Task to complete: Return every line of the data below that contains the word "vest".

Input records:

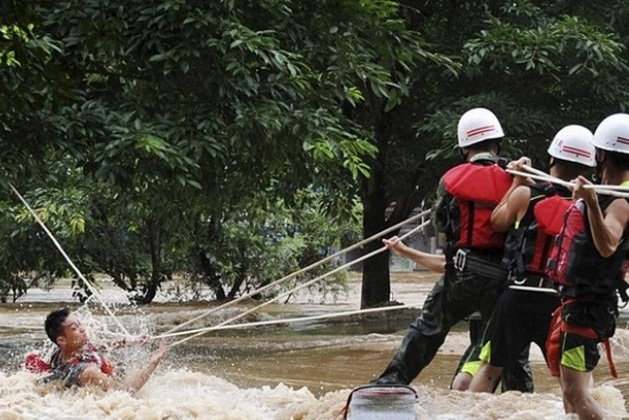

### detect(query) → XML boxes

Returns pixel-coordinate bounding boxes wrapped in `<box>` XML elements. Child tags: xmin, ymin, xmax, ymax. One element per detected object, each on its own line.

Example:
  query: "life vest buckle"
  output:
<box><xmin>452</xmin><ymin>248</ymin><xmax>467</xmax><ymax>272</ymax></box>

...

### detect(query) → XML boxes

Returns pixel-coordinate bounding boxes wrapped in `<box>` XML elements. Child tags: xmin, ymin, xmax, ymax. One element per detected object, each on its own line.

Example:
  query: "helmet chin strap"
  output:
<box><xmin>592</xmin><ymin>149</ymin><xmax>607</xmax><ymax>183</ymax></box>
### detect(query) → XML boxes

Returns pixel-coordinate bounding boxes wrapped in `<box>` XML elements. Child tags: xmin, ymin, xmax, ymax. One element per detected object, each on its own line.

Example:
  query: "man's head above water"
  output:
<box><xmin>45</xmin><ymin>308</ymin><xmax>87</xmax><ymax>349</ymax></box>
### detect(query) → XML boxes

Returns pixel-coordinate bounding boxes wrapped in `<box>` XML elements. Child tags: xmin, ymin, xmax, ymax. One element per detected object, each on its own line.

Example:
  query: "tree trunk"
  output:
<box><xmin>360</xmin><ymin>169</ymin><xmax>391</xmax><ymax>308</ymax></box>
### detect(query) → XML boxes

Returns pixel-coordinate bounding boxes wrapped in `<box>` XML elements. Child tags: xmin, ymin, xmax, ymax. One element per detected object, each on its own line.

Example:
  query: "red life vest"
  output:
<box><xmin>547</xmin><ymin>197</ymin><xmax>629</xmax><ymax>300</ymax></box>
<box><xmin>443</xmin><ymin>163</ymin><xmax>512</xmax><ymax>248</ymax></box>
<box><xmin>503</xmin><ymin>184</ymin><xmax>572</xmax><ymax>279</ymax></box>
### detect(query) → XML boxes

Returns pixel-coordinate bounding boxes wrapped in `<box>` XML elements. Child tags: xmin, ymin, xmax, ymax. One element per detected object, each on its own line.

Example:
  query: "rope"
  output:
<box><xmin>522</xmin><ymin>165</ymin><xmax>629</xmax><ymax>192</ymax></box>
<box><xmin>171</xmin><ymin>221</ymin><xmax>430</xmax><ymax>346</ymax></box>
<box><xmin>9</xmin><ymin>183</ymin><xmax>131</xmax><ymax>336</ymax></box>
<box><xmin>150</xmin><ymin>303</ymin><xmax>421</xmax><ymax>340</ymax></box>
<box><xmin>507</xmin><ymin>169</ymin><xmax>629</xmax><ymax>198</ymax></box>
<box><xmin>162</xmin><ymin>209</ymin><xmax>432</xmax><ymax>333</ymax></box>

Exercise answer:
  query: "life vest buckle"
  query: "red life vest"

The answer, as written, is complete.